| Supplied text |
^^^^^^^^

# he tested positive...



## pinkladie (May 4, 2011)

He got chlamydia and wont tell me who he got it from. All he said was "at least I told you" and "You dont need to know" Ive been asking and he never tells. We have a baby together and he says hes staying because of the baby. H e also said we can work it out...wtf! He cheated not me! Im so depressed. Nobody knows about this and apparently hes had a std before! omg! Im in such a bad place. I got tested when he told me and mine came back negative Ive had sex with him like 3 times before he found out. I was treated anyway when i was tested but why didnt i get it. he said his doctor told him it could just be positive becuz he had it before as a teenager is that true? I feel so stupid...


----------



## Eli-Zor (Nov 14, 2010)

Do you want to live the rest of your life like this , he cheats, has no remorse, lies to you and will not admit who be cheated with. With this kind of attitude you staying with him is a green light to carry on. Baby or no baby chuck him out , file , be a mother to your baby , there are plenty of decent men out there , who needs him.

Stop analysing why you tested clear, be thankful and move on.
_Posted via Mobile Device_


----------



## jem5 (Feb 6, 2011)

Honestly I can tell you if hes not revealing everything he is VERY capable of doing it again. Eli is rght sad to say...


----------



## Jellybeans (Mar 8, 2011)

What a d!ckface move on his part...tells you he gave you an STD, taht he cheated but wont reveal that part cause "you don't need to know." WHAT??

And then he dictates to you that you can work it out. Can you? Cause that isn't solely his decision. YOu have a choice in hte matter.h


----------



## PBear (Nov 16, 2010)

Jellybeans said:


> What a d!ckface move on his part...tells you he gave you an STD, taht he cheated but wont reveal that part cause "you don't need to know." WHAT??
> 
> And then he dictates to you that you can work it out. Can you? Cause that isn't solely his decision. YOu have a choice in hte matter.h


:iagree:

I would also suggest that if you have any questions about his STD, you both go together to see his doctor. And also talk to your local STD clinic. I suspect he's lying. 

As far as why you didn't test positive... It's just an infection, same as any others. Sometimes when you're exposed, you get infected. Sometimes you don't. It's not a 100% infection rate. So count yourself lucky, get tested in another few months to make sure, and figure out what you want to do with him in the meantime. It's YOUR choice now, not his. In my opinion, anyway. And if he's not going to come clean with things, I know what I'd recommend.

^^^^^^^^

| Data excerpts |
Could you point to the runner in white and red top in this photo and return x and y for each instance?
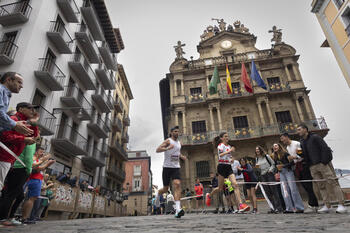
(224, 170)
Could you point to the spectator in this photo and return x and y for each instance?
(198, 188)
(319, 156)
(14, 184)
(34, 185)
(16, 141)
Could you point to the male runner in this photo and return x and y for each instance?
(171, 169)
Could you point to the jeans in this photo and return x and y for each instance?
(290, 191)
(271, 191)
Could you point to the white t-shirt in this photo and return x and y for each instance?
(172, 156)
(221, 149)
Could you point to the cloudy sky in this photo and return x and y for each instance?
(151, 28)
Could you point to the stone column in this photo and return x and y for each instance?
(176, 118)
(219, 118)
(211, 119)
(300, 113)
(261, 114)
(184, 122)
(287, 72)
(269, 112)
(182, 87)
(296, 72)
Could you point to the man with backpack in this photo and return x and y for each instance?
(319, 156)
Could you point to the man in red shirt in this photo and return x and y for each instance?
(17, 141)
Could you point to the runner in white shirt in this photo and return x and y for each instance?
(225, 170)
(171, 169)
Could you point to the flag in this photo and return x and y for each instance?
(213, 85)
(256, 77)
(228, 81)
(245, 79)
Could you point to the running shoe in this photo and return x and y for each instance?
(208, 199)
(243, 207)
(180, 213)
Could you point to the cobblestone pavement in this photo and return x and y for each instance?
(197, 223)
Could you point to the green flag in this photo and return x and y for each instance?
(215, 80)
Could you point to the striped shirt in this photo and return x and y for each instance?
(6, 123)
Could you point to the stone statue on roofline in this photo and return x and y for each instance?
(277, 35)
(179, 51)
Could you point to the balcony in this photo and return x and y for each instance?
(50, 74)
(46, 122)
(116, 147)
(87, 44)
(317, 125)
(15, 13)
(77, 104)
(126, 121)
(94, 158)
(118, 105)
(97, 126)
(117, 124)
(113, 170)
(195, 98)
(69, 141)
(8, 52)
(106, 77)
(102, 100)
(125, 138)
(91, 19)
(107, 56)
(60, 38)
(81, 68)
(69, 10)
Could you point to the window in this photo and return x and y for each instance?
(137, 170)
(196, 91)
(338, 3)
(202, 168)
(283, 117)
(198, 127)
(240, 122)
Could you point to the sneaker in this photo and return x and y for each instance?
(323, 210)
(208, 199)
(180, 214)
(15, 222)
(341, 209)
(243, 207)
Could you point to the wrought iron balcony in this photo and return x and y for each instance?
(80, 66)
(107, 56)
(91, 19)
(8, 51)
(117, 124)
(87, 44)
(316, 125)
(15, 13)
(69, 141)
(102, 100)
(50, 74)
(94, 158)
(46, 122)
(116, 147)
(69, 10)
(60, 38)
(76, 102)
(97, 126)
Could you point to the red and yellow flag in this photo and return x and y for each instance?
(228, 81)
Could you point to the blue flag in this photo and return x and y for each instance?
(256, 77)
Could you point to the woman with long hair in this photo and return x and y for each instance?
(290, 192)
(224, 170)
(267, 167)
(250, 178)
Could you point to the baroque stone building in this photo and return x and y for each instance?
(250, 119)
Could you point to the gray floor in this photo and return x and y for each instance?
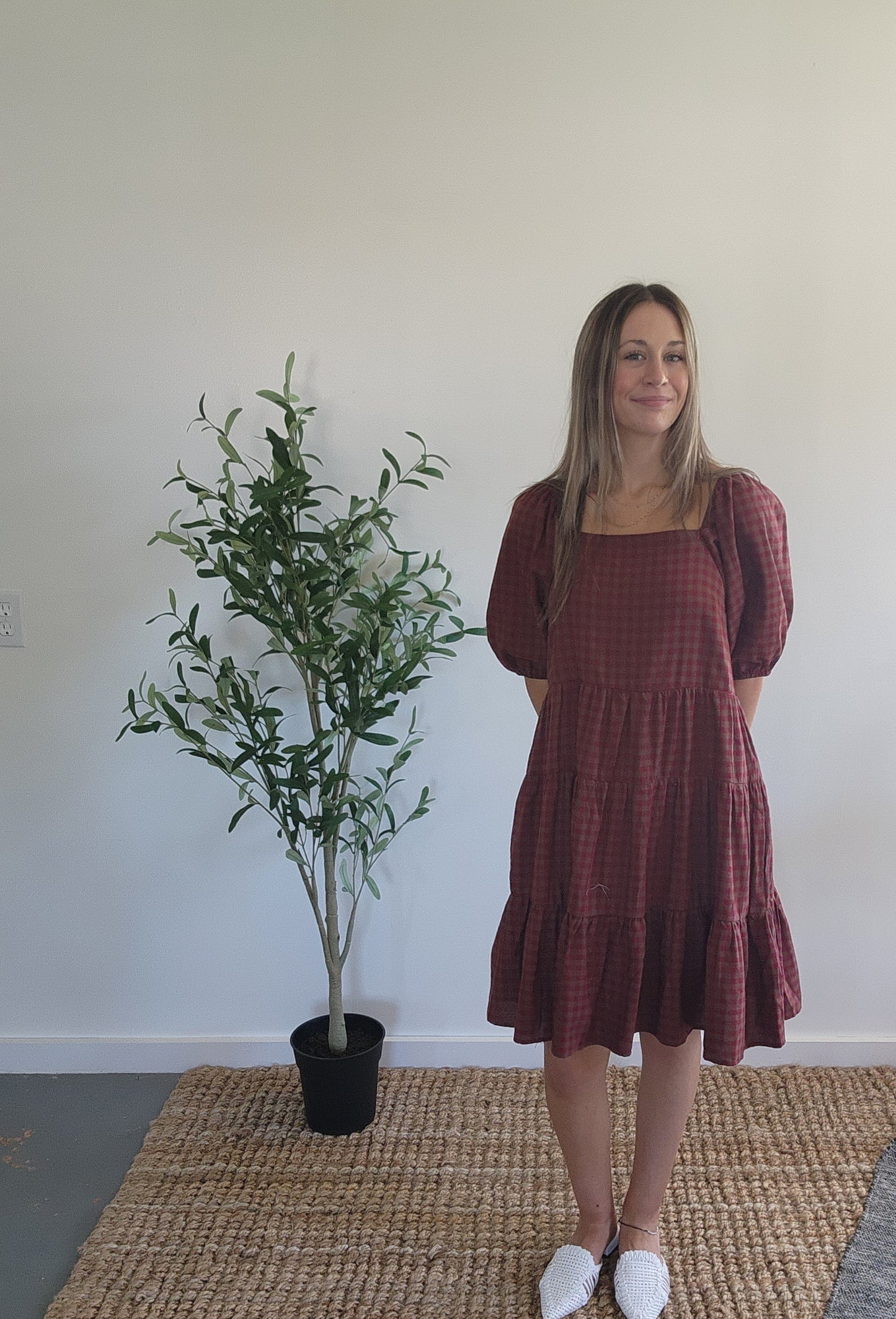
(66, 1143)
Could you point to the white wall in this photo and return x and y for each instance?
(424, 201)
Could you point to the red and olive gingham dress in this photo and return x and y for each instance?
(642, 894)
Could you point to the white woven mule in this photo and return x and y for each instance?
(569, 1280)
(642, 1284)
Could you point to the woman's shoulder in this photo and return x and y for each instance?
(538, 503)
(745, 495)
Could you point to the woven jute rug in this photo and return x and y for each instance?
(451, 1202)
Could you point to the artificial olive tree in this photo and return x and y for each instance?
(358, 634)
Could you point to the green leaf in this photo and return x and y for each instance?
(273, 397)
(397, 470)
(241, 812)
(229, 449)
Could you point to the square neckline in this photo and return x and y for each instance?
(670, 531)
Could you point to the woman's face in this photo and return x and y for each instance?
(651, 383)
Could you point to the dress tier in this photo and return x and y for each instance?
(642, 892)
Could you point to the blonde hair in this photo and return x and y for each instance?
(593, 458)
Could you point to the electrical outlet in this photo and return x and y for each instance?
(11, 619)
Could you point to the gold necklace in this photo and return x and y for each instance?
(643, 515)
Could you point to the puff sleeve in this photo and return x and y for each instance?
(751, 524)
(521, 582)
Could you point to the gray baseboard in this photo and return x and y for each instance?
(177, 1054)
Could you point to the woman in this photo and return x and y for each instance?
(644, 591)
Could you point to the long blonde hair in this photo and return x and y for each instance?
(593, 458)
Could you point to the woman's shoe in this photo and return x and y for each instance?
(569, 1280)
(642, 1284)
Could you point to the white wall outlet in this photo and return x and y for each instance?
(11, 619)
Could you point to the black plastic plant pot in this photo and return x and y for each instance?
(339, 1091)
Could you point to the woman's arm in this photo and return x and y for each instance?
(747, 691)
(538, 689)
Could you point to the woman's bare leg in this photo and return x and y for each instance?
(665, 1096)
(575, 1090)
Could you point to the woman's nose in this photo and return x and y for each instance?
(654, 374)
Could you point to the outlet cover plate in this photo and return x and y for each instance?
(11, 619)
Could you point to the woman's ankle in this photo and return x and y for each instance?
(639, 1233)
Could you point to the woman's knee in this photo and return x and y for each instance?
(579, 1067)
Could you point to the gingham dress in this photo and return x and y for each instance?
(642, 894)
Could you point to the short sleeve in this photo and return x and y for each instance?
(520, 585)
(751, 525)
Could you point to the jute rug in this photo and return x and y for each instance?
(451, 1202)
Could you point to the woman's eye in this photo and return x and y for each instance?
(636, 352)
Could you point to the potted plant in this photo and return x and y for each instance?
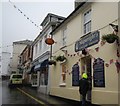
(110, 38)
(60, 58)
(51, 62)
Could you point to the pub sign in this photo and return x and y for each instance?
(87, 41)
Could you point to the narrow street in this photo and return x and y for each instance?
(14, 96)
(26, 95)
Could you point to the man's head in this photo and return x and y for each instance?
(84, 75)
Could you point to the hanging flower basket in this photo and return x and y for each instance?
(49, 41)
(110, 38)
(60, 58)
(52, 62)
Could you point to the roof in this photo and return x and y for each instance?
(51, 15)
(27, 42)
(69, 17)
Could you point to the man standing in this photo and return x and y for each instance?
(83, 88)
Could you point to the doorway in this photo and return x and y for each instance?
(86, 67)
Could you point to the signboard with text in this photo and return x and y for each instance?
(98, 73)
(87, 41)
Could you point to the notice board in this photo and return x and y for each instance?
(98, 73)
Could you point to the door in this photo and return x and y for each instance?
(89, 73)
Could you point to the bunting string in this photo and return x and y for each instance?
(20, 11)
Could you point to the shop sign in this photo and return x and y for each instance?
(98, 73)
(87, 41)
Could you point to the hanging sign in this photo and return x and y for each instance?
(98, 73)
(87, 41)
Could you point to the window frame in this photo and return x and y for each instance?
(87, 21)
(63, 72)
(64, 36)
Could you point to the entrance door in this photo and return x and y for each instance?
(86, 64)
(89, 73)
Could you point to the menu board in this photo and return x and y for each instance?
(98, 73)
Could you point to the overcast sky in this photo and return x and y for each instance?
(15, 26)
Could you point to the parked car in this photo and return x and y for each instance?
(15, 79)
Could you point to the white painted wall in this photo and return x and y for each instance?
(17, 50)
(5, 62)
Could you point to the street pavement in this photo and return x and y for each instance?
(29, 96)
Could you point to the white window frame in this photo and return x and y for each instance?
(87, 22)
(45, 45)
(63, 72)
(36, 48)
(40, 45)
(64, 36)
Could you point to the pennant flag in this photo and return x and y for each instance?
(117, 66)
(14, 6)
(97, 49)
(111, 61)
(102, 43)
(74, 54)
(78, 53)
(118, 54)
(106, 64)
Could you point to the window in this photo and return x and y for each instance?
(40, 45)
(45, 45)
(75, 75)
(64, 36)
(63, 75)
(87, 22)
(36, 48)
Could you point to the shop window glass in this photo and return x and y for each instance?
(75, 75)
(87, 22)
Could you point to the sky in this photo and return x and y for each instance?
(15, 26)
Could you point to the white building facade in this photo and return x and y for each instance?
(18, 47)
(4, 63)
(41, 52)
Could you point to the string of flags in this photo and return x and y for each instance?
(107, 64)
(20, 11)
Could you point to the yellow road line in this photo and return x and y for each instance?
(40, 102)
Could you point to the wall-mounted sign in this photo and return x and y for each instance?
(87, 41)
(98, 73)
(75, 75)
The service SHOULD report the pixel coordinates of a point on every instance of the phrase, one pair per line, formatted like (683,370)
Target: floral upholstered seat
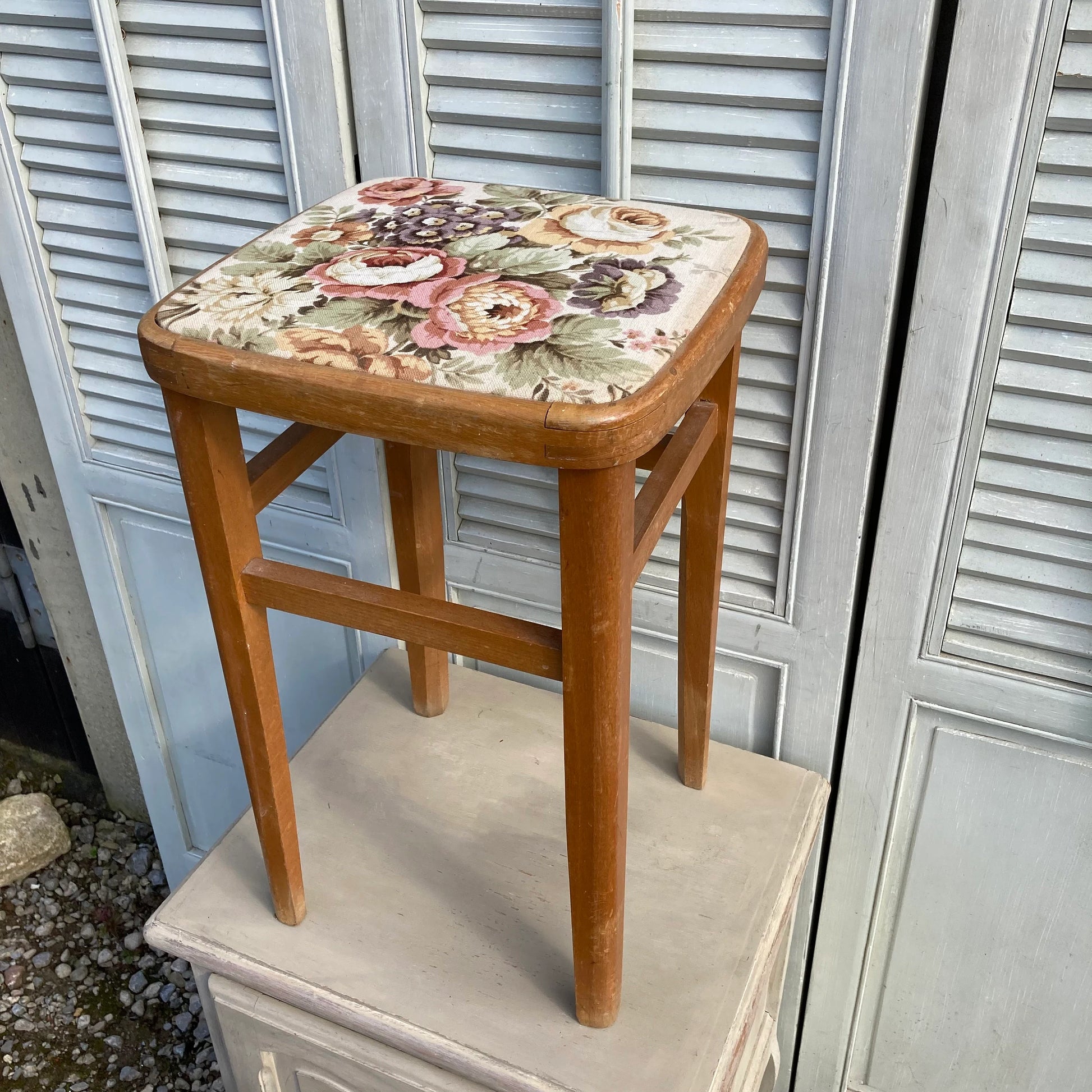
(502,290)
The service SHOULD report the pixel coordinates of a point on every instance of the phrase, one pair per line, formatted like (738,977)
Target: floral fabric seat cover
(503,290)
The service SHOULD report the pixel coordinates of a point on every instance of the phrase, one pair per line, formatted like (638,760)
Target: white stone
(32,836)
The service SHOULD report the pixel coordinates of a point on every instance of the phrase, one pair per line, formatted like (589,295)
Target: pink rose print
(387,273)
(402,191)
(482,315)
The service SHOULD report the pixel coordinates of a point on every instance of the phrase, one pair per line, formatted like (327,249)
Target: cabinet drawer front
(274,1048)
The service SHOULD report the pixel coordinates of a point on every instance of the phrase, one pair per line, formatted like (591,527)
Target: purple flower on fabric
(626,286)
(435,223)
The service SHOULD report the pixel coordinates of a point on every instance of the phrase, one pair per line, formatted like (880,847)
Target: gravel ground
(86,1005)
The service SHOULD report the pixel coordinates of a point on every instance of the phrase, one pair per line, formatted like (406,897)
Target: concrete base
(436,952)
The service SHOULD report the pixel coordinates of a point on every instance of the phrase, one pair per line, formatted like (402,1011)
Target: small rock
(32,836)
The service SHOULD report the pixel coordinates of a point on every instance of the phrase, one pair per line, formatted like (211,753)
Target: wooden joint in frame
(284,459)
(419,620)
(674,465)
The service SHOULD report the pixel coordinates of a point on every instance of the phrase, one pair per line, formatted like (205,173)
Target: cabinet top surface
(437,888)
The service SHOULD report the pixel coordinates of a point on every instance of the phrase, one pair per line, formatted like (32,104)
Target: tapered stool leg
(597,524)
(218,495)
(701,550)
(414,485)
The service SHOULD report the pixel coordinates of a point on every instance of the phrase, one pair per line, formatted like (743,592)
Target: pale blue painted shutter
(204,93)
(513,91)
(205,99)
(1022,595)
(728,107)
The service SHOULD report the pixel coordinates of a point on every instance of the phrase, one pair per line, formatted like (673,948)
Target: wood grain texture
(428,948)
(218,495)
(669,479)
(520,429)
(413,481)
(701,548)
(597,521)
(284,459)
(497,639)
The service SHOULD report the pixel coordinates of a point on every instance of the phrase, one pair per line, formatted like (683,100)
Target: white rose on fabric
(357,270)
(590,228)
(267,299)
(631,287)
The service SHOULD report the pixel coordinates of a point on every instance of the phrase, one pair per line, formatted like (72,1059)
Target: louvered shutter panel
(513,91)
(728,105)
(204,94)
(68,144)
(1022,594)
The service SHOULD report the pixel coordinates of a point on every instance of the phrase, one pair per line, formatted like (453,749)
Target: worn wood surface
(495,638)
(218,495)
(438,923)
(284,459)
(417,525)
(674,467)
(554,435)
(700,549)
(597,510)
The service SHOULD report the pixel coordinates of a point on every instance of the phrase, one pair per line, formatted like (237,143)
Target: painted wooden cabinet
(140,141)
(953,942)
(143,139)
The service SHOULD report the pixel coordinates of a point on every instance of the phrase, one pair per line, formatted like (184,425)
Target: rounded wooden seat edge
(552,434)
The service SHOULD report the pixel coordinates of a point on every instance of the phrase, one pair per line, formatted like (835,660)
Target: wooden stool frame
(607,538)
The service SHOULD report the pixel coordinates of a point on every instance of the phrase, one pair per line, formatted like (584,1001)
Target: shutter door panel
(1022,595)
(212,201)
(727,113)
(513,91)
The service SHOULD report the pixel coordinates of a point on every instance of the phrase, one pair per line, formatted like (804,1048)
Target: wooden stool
(501,322)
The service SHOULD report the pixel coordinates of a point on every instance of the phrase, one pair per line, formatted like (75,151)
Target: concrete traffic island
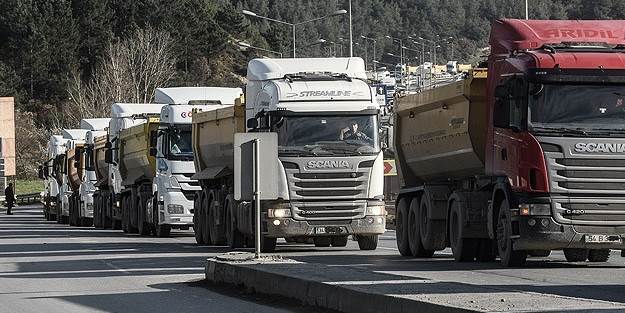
(348,289)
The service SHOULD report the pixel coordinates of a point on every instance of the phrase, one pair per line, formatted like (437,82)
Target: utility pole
(351,39)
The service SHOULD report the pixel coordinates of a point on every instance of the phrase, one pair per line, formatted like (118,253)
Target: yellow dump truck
(137,168)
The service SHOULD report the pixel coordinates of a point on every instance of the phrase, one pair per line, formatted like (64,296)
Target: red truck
(523,158)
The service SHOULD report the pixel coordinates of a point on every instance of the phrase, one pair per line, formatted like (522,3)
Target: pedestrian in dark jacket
(9,198)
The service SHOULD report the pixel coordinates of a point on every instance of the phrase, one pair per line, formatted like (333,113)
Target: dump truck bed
(134,152)
(213,140)
(440,134)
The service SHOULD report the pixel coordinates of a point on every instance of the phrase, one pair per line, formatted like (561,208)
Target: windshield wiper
(561,130)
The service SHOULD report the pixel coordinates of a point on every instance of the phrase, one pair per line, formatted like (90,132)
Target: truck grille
(328,194)
(587,190)
(328,210)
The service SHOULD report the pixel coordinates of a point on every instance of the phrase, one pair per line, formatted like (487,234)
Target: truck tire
(401,231)
(367,242)
(576,255)
(197,227)
(463,249)
(322,241)
(216,229)
(233,237)
(339,241)
(267,244)
(432,232)
(508,256)
(414,237)
(599,255)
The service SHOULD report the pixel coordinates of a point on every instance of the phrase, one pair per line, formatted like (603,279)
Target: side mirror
(252,123)
(501,113)
(501,92)
(108,156)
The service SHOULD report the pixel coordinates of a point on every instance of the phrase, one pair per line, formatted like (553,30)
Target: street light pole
(252,14)
(351,39)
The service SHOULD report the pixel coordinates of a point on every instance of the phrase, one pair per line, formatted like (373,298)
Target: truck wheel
(233,237)
(367,242)
(322,241)
(576,255)
(599,255)
(540,253)
(401,231)
(163,230)
(215,229)
(432,232)
(267,244)
(414,237)
(197,226)
(339,241)
(463,249)
(487,251)
(509,257)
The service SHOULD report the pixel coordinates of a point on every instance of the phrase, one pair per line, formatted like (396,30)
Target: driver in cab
(353,133)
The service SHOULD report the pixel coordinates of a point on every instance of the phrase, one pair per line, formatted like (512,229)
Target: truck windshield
(327,135)
(178,143)
(582,107)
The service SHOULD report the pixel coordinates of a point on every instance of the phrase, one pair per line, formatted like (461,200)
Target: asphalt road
(47,267)
(51,266)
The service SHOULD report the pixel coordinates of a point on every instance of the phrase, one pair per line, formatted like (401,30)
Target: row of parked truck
(154,167)
(519,158)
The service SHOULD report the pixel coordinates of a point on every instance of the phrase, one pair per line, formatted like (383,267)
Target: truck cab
(558,92)
(327,121)
(74,138)
(50,173)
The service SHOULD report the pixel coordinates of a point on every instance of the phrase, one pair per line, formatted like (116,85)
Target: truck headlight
(375,210)
(175,209)
(526,209)
(279,213)
(173,183)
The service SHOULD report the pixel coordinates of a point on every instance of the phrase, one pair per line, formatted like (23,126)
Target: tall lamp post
(247,45)
(252,14)
(374,42)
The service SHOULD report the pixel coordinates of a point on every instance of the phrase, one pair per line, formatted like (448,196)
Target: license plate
(602,239)
(328,230)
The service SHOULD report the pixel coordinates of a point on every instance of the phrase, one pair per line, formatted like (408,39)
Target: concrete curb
(262,278)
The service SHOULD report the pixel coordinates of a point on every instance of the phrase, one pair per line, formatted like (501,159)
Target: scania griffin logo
(599,147)
(327,164)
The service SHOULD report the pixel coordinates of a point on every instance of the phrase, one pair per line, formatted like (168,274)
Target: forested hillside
(55,55)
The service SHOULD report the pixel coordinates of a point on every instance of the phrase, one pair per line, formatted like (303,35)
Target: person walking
(9,198)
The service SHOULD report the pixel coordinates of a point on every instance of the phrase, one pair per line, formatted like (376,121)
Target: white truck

^^^^^^^^

Please pick up the forum thread about the partner who tested positive for chlamydia and continue it after its final post.

C


----------



## 2nd_t!me iz_best (Feb 28, 2011)

have any female friends of yours been to the dr lately for a reason they wont get into?
it may be someone you know.
i wouldnt keep someone like that around, child or not.


----------



## Catherine602 (Oct 14, 2010)

You probably wont take alll of the very good advice you have been given so far. But I will take a stab at it. 

First get tested again in a month, sometimes clymedia does not show up whit a new infection. If you stay with hoim make sure he wears a condomat all times even when or if you give oralsex. Use saran wrop or a rubber damn when he gives you oral sex although I doubt is such a selfish uncaring man does. 

Get tested every 6 months. In woman chlmedia is often asymtomatic and can effect furtility because of scaring. 

I think you will regret staying with him in the years to come. Read some of the post from woman who have cheating husbands who show no remorse. They cheat repeatedly. 

The women gets so worn out emotionally that she finally leaves. It may take 10 - 15 years and she is so emotionally dead. These woman always say they wish they had gotten out when he cheated the first time.

He is treated you so carelessly because he thinks that you will not leave because you have the child. Or he does not care if you leave. With such men, you can't listen to what they say but what they do. He does not care a jot for you. 

Please listen to the advice, take the emotional hit now and avoid years of pain. Don't let the child or fear of finances keep you. He is in the service so he will have to pay even if he dose not want to. Go to the legal office and find out your legal situation and then separate from him.

Give him a lessen, shock him, when you leave tell him he is not worth it you rather have him pay you and get married to someone else.


----------



## FieryHairedLady (Mar 24, 2011)

Lots of great advice here.


----------



## pinkladie (May 4, 2011)

_Posted via Mobile Device_


----------



## HappyAtLast (Jan 25, 2010)

This guy needs to go...seriously. If I'm not mistaken part of a wedding vow says that you will love and cherish..which basically means BE FAITHFUL to each other. So, if he can't do that then it's time to leave. I know it's easier said than done...you two have a young child together...but you can't live the rest of your life like this...you deserve better.
Good luck..I hope you make the right decision.


----------



## Tyler75 (Apr 29, 2011)

Is it posible he could be sleeping with prostitutes? Chlamydia is normaly passed on by people who have multiple partners. Do you live in a town where escorts services are everywhere? Also chlamydia is passed on by unprotected anal sex, I know it sounds dirty but believe it or not that fetish is big in todays world.


----------



## Jellybeans (Mar 8, 2011)

Ok I made a mistake up there when I posted.. I meant to say he won't even tell you who the other PARTY is, meaning, the person he cheated with. 

And I agree w/ whoever said it could very well be someone you KNOW which is why he's hesitatnt. Or it could be what Tyler suggested but my bet is it's the former. 

GET TESTED again, girl!!!!!!!!!!!!! STDs are NO joke!!! The fact he's acting like it's bothering him that you want to know the source of where he got this sexually transmitted disease from is disgusting. 

And I agree with Cat... when they aren't remorseful...those are not people you want to stay with.


----------



## MrQuatto (Jul 7, 2010)

Agree as well, send this doucebag packing!!

Q~


----------



## pinkladie (May 4, 2011)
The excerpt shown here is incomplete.